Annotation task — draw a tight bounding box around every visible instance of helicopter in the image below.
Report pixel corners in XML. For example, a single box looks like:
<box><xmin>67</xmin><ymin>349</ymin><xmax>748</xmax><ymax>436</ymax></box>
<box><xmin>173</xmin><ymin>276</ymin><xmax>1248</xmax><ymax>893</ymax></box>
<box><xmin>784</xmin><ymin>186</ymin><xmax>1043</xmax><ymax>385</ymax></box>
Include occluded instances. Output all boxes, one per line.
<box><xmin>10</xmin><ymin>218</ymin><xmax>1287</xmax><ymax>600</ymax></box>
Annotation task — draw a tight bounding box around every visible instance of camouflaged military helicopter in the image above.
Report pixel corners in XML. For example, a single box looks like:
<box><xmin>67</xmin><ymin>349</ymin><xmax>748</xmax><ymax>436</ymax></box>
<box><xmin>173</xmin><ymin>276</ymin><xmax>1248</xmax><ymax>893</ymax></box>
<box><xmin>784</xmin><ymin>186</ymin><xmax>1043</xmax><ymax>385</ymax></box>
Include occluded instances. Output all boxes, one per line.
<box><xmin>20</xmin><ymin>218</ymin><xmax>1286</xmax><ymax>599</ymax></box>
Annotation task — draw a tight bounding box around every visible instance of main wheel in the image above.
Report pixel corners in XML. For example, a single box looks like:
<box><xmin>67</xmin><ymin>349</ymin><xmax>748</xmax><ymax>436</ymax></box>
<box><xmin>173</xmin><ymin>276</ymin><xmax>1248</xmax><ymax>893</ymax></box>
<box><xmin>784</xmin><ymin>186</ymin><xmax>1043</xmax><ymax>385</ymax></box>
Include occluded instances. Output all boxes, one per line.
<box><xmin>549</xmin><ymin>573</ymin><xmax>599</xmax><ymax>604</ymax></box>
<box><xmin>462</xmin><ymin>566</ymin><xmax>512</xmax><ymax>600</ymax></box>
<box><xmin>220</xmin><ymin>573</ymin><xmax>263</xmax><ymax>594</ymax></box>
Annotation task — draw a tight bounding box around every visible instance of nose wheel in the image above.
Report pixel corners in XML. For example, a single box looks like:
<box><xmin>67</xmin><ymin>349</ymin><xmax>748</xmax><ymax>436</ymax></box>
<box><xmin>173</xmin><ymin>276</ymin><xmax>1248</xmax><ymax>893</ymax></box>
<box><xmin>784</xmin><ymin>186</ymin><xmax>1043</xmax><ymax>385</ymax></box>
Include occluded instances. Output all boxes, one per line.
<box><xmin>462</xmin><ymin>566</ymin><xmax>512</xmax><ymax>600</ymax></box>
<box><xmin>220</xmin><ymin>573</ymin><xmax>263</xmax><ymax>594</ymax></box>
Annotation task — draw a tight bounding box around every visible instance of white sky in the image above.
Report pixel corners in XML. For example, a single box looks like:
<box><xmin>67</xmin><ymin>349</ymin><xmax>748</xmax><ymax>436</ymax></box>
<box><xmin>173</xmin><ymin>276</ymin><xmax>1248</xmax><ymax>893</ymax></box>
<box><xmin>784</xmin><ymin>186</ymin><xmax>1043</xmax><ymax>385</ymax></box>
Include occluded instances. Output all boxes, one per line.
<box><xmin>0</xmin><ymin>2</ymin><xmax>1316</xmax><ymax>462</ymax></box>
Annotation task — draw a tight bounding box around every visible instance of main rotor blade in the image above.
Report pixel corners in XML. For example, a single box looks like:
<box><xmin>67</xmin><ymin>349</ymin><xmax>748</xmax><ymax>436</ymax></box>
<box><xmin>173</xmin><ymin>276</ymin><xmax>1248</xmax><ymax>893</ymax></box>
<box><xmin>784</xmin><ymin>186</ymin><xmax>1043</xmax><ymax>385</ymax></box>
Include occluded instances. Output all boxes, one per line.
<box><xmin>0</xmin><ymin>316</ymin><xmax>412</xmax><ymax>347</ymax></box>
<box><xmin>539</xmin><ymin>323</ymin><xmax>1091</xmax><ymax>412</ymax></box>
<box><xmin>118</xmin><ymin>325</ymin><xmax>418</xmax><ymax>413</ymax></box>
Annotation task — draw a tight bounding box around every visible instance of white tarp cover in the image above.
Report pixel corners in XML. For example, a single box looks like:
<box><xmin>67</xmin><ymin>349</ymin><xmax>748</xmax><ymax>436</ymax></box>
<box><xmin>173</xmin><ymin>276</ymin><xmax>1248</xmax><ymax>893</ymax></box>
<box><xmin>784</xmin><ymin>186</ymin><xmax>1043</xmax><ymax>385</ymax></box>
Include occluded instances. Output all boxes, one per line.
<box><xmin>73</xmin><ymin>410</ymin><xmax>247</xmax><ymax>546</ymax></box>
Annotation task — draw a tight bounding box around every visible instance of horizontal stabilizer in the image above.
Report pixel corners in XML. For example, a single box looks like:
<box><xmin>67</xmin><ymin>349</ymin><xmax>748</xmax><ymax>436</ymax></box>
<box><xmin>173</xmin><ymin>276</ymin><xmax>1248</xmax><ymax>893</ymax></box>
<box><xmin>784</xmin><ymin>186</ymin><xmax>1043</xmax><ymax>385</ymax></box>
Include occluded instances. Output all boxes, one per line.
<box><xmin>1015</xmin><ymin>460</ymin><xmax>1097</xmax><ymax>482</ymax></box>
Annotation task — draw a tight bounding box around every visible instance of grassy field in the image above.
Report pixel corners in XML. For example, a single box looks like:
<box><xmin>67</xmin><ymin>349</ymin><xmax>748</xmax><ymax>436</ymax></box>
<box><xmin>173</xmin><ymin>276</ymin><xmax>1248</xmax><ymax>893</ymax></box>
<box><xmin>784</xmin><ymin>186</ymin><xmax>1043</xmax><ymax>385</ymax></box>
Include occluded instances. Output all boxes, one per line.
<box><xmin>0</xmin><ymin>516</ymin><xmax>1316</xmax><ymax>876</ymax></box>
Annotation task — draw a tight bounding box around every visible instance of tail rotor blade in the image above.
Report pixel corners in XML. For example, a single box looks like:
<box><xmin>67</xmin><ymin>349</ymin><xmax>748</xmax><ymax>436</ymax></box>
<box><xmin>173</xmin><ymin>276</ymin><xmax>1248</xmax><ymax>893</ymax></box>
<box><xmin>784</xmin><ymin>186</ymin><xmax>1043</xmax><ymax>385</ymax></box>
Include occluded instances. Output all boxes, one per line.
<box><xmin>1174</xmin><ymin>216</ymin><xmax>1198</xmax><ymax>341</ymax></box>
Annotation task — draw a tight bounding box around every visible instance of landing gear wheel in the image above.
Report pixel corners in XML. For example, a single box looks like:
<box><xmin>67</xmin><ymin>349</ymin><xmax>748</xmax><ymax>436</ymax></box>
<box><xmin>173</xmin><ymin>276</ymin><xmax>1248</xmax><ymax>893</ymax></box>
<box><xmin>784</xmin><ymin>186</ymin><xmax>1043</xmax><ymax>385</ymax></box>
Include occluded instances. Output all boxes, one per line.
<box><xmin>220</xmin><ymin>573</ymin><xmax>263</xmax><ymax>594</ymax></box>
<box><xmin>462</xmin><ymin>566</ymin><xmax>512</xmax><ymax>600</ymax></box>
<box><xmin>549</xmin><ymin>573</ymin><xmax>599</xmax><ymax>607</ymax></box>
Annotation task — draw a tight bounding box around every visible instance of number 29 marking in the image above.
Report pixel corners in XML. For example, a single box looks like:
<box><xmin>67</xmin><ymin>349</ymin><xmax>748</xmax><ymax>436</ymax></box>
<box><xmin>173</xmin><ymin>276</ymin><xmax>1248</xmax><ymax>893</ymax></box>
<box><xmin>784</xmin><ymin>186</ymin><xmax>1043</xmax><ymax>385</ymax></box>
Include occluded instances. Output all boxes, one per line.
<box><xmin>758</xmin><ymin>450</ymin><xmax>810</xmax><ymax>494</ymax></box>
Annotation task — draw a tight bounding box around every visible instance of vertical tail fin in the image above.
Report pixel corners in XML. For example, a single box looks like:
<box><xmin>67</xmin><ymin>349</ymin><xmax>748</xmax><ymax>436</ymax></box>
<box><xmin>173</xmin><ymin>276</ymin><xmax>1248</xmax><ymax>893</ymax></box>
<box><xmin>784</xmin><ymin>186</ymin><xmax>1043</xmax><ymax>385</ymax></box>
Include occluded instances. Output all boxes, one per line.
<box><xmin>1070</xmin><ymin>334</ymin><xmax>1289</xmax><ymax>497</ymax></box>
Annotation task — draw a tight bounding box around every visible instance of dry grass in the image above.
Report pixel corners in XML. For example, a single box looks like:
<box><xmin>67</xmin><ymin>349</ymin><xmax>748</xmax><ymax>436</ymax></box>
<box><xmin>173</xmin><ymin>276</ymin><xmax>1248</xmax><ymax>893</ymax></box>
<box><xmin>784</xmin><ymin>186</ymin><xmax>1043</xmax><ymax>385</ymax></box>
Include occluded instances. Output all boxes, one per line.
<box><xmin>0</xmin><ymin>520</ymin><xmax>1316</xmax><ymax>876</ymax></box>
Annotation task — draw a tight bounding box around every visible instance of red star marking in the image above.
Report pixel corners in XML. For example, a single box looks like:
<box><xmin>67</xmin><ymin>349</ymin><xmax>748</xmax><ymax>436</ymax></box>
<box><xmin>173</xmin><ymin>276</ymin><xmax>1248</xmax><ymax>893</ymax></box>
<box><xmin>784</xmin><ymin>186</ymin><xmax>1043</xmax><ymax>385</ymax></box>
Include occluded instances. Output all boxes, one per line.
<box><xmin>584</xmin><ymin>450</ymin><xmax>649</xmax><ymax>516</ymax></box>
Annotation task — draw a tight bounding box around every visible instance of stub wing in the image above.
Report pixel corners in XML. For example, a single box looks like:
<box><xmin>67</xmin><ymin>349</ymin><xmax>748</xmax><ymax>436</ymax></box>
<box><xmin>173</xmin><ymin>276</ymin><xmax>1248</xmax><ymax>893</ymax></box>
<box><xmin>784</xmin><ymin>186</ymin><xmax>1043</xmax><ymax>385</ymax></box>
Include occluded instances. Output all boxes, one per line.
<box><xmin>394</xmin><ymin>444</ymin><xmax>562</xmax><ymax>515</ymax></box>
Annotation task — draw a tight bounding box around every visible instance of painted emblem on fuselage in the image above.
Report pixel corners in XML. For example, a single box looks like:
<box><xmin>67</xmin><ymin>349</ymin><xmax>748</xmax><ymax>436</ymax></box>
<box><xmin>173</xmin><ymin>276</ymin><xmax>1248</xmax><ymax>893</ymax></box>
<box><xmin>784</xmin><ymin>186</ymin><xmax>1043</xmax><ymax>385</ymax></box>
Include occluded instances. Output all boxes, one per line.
──────
▶ **Goal of the exercise**:
Can you render the lines from the one containing "wing in the image above." through the last line of the records, both included, as a numbered list with any blank lines omitted?

▶ **The solution**:
1. Annotation task — draw a tight bounding box around every visible instance of stub wing in the image above.
2. Report pixel corners in XML. For example, a single box looks like:
3. <box><xmin>67</xmin><ymin>349</ymin><xmax>748</xmax><ymax>436</ymax></box>
4. <box><xmin>173</xmin><ymin>276</ymin><xmax>1248</xmax><ymax>893</ymax></box>
5. <box><xmin>784</xmin><ymin>186</ymin><xmax>1043</xmax><ymax>385</ymax></box>
6. Include occluded instances. Output all boxes, one per line.
7. <box><xmin>394</xmin><ymin>444</ymin><xmax>562</xmax><ymax>515</ymax></box>
8. Annotation task — draw a tight bounding box around every visible instance of painted emblem on fuselage in the image above.
9. Report pixel corners in XML. For example, a single box looks like:
10. <box><xmin>67</xmin><ymin>349</ymin><xmax>748</xmax><ymax>436</ymax></box>
11. <box><xmin>173</xmin><ymin>276</ymin><xmax>1248</xmax><ymax>893</ymax></box>
12. <box><xmin>784</xmin><ymin>186</ymin><xmax>1043</xmax><ymax>385</ymax></box>
13. Include occluded instances. Output all boxes, one per line.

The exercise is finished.